Material for the task —
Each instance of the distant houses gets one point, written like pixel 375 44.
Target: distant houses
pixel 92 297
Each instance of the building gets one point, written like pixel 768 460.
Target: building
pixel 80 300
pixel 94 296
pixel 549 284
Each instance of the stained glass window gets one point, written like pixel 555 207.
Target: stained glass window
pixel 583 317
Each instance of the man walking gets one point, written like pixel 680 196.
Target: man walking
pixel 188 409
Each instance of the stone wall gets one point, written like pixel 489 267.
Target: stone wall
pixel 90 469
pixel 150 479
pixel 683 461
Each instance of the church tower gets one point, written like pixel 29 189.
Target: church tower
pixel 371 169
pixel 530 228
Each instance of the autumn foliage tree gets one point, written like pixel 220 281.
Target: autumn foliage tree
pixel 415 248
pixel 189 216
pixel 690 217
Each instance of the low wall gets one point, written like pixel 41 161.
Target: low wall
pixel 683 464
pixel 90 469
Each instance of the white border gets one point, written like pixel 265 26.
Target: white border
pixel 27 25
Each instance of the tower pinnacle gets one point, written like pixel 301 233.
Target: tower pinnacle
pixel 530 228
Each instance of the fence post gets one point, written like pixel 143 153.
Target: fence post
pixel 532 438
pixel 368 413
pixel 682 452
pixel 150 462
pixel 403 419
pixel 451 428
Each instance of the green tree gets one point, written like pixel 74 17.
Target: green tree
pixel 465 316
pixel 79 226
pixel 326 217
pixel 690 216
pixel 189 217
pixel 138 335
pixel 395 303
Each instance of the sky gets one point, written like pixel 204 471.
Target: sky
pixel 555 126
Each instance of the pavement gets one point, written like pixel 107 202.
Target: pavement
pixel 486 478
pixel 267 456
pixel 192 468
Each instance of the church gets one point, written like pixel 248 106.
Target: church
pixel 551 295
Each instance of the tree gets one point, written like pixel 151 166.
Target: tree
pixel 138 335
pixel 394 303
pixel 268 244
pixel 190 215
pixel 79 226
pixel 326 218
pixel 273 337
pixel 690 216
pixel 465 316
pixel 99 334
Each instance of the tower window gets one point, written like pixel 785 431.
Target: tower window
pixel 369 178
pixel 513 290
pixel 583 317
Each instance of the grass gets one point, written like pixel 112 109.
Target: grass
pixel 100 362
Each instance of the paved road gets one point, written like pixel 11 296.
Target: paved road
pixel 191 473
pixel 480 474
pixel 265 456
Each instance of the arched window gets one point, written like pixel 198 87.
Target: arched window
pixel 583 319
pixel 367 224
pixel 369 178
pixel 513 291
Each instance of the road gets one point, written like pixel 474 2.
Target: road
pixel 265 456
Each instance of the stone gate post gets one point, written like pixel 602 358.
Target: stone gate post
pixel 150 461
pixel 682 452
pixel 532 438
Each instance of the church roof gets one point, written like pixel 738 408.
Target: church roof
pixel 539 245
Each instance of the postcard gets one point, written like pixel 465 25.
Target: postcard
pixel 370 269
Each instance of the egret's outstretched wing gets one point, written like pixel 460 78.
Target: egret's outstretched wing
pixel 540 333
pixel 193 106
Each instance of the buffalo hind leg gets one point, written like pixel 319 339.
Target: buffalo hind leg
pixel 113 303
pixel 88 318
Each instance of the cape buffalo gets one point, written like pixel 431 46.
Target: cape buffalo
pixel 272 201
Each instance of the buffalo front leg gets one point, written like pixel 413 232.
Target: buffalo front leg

Work task — Retype, without changes, the lines from the line holding "Target: arched window" to the end of the data, both ends included.

Expected output —
Target: arched window
pixel 583 319
pixel 367 224
pixel 369 178
pixel 513 291
Each instance of the road gets one point, written like pixel 474 2.
Target: road
pixel 265 456
Each instance of the stone gate post gets one point, written like pixel 602 358.
Target: stone gate post
pixel 150 461
pixel 682 452
pixel 532 438
Each instance of the church roof gets one point, written like pixel 738 408.
Target: church roof
pixel 539 245
Each instance of the postcard gets one point, written like pixel 465 25.
Target: postcard
pixel 370 269
Each instance of the egret's outstretched wing gets one point, written like pixel 460 78.
Target: egret's outstretched wing
pixel 540 333
pixel 193 106
Each instance of the buffalo hind leg gets one point, written like pixel 319 339.
Target: buffalo hind leg
pixel 113 303
pixel 88 318
Each instance of the cape buffalo gets one point, written like pixel 431 46.
Target: cape buffalo
pixel 272 201
Each instance of the buffalo front leg gets one point, written like pixel 413 232.
Target: buffalo front leg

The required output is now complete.